=== Short problem ===
Leave out the pictures and copy each record below exactly.

### Records for this exercise

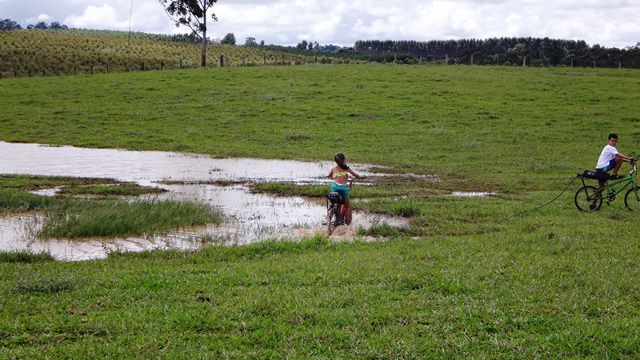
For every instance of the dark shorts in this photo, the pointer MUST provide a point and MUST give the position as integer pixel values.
(608, 168)
(342, 189)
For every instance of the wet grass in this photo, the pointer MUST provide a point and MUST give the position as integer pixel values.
(12, 200)
(477, 128)
(536, 289)
(100, 187)
(24, 257)
(110, 218)
(469, 277)
(69, 217)
(121, 189)
(375, 190)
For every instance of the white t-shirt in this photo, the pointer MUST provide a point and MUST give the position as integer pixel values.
(608, 153)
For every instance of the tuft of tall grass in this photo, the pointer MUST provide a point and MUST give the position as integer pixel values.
(24, 257)
(15, 200)
(46, 284)
(124, 189)
(119, 218)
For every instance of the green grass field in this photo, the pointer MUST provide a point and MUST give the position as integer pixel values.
(478, 277)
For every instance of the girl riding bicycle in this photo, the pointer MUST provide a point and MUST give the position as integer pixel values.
(340, 176)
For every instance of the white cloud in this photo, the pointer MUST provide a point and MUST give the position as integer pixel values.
(41, 17)
(99, 17)
(607, 22)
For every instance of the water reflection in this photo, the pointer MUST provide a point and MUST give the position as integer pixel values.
(248, 217)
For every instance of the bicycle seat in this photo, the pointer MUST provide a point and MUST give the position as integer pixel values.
(334, 197)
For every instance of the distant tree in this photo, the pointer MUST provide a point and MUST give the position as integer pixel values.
(251, 42)
(302, 45)
(229, 39)
(56, 25)
(8, 24)
(40, 26)
(192, 13)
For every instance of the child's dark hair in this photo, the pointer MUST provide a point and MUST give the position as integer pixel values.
(340, 160)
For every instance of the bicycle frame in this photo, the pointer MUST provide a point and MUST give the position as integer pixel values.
(610, 184)
(338, 208)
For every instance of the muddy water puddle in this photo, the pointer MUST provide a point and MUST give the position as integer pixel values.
(247, 217)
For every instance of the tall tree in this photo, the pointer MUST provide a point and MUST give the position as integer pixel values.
(8, 24)
(192, 13)
(229, 39)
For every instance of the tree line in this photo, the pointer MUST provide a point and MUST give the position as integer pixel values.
(8, 24)
(506, 51)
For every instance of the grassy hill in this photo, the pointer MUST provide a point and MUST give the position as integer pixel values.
(70, 52)
(470, 277)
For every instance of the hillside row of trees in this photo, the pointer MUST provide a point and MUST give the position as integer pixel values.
(8, 24)
(507, 51)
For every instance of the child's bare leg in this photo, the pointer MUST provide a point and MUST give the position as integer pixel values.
(617, 166)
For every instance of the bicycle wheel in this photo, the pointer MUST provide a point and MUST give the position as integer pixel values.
(588, 198)
(331, 218)
(632, 199)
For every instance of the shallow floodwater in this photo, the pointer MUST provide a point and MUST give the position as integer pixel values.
(247, 217)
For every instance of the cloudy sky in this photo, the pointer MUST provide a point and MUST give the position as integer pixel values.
(605, 22)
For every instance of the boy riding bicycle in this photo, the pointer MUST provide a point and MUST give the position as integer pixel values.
(340, 175)
(611, 159)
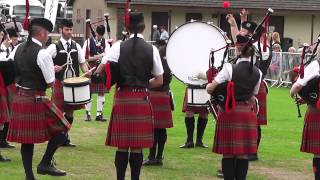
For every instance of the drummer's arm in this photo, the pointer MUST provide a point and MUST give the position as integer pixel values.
(233, 27)
(157, 70)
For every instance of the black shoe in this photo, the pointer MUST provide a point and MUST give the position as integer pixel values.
(253, 157)
(100, 118)
(69, 145)
(4, 159)
(219, 173)
(149, 162)
(5, 144)
(50, 170)
(88, 117)
(200, 144)
(187, 145)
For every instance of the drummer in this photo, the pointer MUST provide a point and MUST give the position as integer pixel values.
(60, 59)
(98, 47)
(248, 28)
(236, 132)
(190, 123)
(35, 119)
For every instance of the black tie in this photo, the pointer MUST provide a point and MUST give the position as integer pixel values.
(8, 52)
(68, 47)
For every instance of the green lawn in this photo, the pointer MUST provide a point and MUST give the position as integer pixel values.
(280, 157)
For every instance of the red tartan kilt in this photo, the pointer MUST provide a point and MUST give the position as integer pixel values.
(34, 121)
(195, 109)
(4, 106)
(131, 122)
(236, 132)
(160, 101)
(98, 88)
(57, 98)
(262, 98)
(311, 132)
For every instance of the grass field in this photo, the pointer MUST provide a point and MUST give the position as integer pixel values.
(279, 153)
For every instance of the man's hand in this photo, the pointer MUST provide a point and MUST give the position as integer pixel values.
(231, 20)
(57, 68)
(244, 15)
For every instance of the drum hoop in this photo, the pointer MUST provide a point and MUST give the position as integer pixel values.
(85, 83)
(216, 27)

######

=== Correct result ===
For every instance of the dark shorts in this photo, the pointer MUST provide a point and MUST give the position as integer pixel values.
(608, 168)
(342, 189)
For every instance of the wet grass in this photo, the pointer MUST provide a point and MUST give the position as integer pixel values.
(12, 200)
(477, 128)
(536, 289)
(100, 187)
(24, 257)
(110, 218)
(469, 277)
(69, 217)
(121, 189)
(375, 190)
For every instance of the white t-shirt in this photo, the pointer MUST provide a point and MUST give the position as integer pixel values.
(608, 153)
For every instance of the tuft of tall grass in this photo, the pointer MUST provide a point and MUST give the position as integer pixel values.
(24, 257)
(15, 200)
(46, 284)
(124, 189)
(119, 218)
For every instance of the green grass field in this photo, the pointer MUST provide a point and MUST give the position as integer pixel values.
(478, 277)
For every instance of the girl riding bicycle in this photo, the pointer MUST provide a point and MUST give the position as integer pixel values.
(340, 176)
For every instance of the white cloud in this photo, the pointer MUST provide a point and MUST give the position as integer pixel values.
(41, 17)
(99, 17)
(607, 22)
For every instance of the water reflection in this photo, the pointer MUST provide a point and MUST give the position as integer pixel values.
(248, 217)
For every instance of the bicycle seat in this photo, the pointer MUST provide a point and MUST give the position as integer pixel values.
(334, 197)
For every instance of the distant tree in this photo, the pointer MUST provide a point and MUST give the position as integer pixel values.
(251, 42)
(302, 45)
(229, 39)
(56, 25)
(8, 24)
(40, 26)
(192, 13)
For every instance of the child's dark hair in this photo, the pointer MUST provide a point and MUST give the position as integer pixel values.
(340, 160)
For every instance of the bicycle frame in this photo, the pointer MUST provide a point and MUST give the position as integer pixel values.
(610, 184)
(338, 208)
For every instance of the muddy water puddle in this photo, the pointer MUST provide a point and MUST give the position as integer pixel values.
(247, 217)
For every instance of the tall tree in this photo, the pointer MUST provide a point and MUST give the position as integer pixel values.
(8, 24)
(192, 13)
(229, 39)
For every instance of the tree line in this photo, the pointer MUST provide a point and MUST give the position as integer pixel values.
(8, 24)
(506, 51)
For every instance of the grassy hill in this photo, the pointer MUST provide a point and MUST give the position as integer pixel values.
(70, 52)
(470, 277)
For every instance of the hillside row of trees in this photo, the pointer MUST provide a point and MUST give the position as integer pixel values.
(8, 24)
(507, 51)
For every instance of the child's bare leg in this photo, the pointer MUST provide a point and MUST give the position as integer pixel values.
(617, 166)
For every instance of the bicycle wheel in this photo, the pointer MUST provide a point and MUST give the position as integer pixel values.
(588, 198)
(331, 218)
(632, 199)
For every instance of the shallow floodwater in this photo, the pointer MUST provide a point and MUST give the position as integer pixel values.
(247, 217)
For every instance of the cloudy sky in this photo, the pointer MUST provide a point and MUST give the position as integer pixel values.
(605, 22)
For every instance of the boy riding bicycle in this photo, the pointer MUST provide a point and MUST give the position as integer pixel values.
(340, 175)
(611, 159)
For every instance of the drummer's arm in this photo, the pointer MUST provide a point and MUST give the position as integer pixel values.
(233, 27)
(157, 70)
For every instance of the black shoe in this photo, the pointer MUST provide a point and MUST give the position as integer pixel values.
(253, 157)
(100, 118)
(69, 145)
(4, 159)
(219, 173)
(149, 162)
(5, 144)
(50, 170)
(88, 117)
(200, 144)
(187, 145)
For every instance of the drummer in this photo, the pointer MUST provide a point and MUST give the position as integer pixel values.
(60, 59)
(98, 47)
(248, 28)
(236, 132)
(190, 123)
(35, 119)
For every instance of the black tie in this photo, the pointer MUST provide a point and MUST give the position as integer pixel values.
(8, 52)
(68, 47)
For every instance of the green lawn in this photo, the pointer MUST provide a point and MUST give the position as integer pixel values.
(280, 157)
For every instance of the red tartan kilt in this photo, the pointer MUST provide a point and MUST give the position as integer pixel values.
(34, 121)
(195, 109)
(4, 106)
(131, 122)
(236, 132)
(160, 101)
(98, 88)
(57, 98)
(262, 98)
(311, 132)
For every instance of the grass field in this photo, the pointer MUST provide a point and MUST give the position as integer pixel values.
(279, 153)
For every instance of the man's hand in this photo, the pointer MUST provide a point and MUST give the position as integer pixel values.
(231, 20)
(57, 68)
(244, 15)
For every instance of the drum hoop in this photo, the pointer MUST provide a point and MUST give the position as integer pixel values.
(85, 83)
(216, 27)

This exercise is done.